§ **Written exercise**:
Please quote the material word for word from the line containing "boy in blue" through the end of the material, and quote nothing else.
--- begin ---
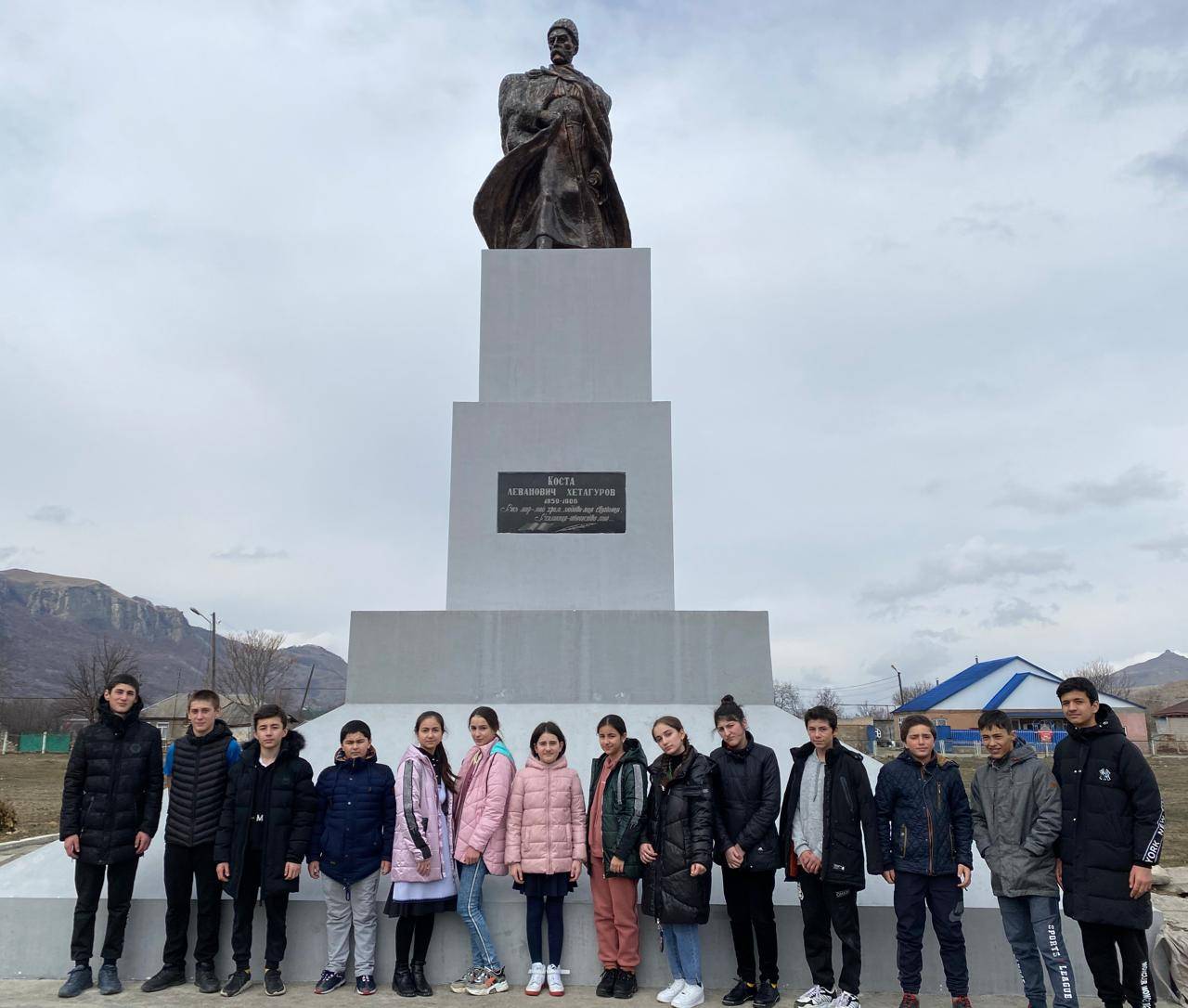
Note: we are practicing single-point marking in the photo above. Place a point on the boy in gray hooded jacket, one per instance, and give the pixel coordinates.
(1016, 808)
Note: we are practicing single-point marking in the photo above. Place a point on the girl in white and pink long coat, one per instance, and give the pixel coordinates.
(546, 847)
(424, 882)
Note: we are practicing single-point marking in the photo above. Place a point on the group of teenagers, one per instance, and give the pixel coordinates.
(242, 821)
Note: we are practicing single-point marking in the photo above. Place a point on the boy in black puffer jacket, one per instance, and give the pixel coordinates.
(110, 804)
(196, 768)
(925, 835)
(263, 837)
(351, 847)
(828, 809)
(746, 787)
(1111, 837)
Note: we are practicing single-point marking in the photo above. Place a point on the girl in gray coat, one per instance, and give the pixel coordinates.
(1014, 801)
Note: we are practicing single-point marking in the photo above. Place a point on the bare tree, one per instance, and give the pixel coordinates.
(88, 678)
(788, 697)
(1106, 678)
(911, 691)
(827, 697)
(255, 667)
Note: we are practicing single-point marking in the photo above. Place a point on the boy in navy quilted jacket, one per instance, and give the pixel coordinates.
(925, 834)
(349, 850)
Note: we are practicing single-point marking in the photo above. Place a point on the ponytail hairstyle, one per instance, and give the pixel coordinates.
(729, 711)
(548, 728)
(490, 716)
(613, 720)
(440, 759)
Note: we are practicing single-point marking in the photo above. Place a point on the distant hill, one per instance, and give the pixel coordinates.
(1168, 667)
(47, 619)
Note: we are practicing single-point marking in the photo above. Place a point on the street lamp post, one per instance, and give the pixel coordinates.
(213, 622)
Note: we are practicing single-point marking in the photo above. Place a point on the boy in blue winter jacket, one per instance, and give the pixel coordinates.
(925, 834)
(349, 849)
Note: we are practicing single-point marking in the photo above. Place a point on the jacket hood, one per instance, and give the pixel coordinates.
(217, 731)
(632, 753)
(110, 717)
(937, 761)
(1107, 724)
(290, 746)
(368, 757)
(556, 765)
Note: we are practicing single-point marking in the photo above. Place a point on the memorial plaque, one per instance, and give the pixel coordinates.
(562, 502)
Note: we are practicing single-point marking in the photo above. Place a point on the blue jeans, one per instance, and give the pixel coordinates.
--- end ---
§ **Solution for this exercise**:
Note: we are practicing single-point marking in the photo above. Place a point on the boy in blue winter jacket, one per instance, and give the pixel coordinates.
(925, 834)
(349, 849)
Note: we are practicing single-point marking in the photo above. Place a point on the jacket hood, one per instance, and give the pixel coordinates.
(217, 731)
(632, 753)
(110, 717)
(937, 761)
(1107, 724)
(290, 746)
(368, 757)
(556, 765)
Note: we are practicing single-point marking in the photo above. Place a point on the memorial plaque, one per instance, and give the pixel coordinates.
(562, 502)
Note: we are practicing single-point marking in the photo above. Place a point on the blue jeans, one per instance, and give the pixel coordinates.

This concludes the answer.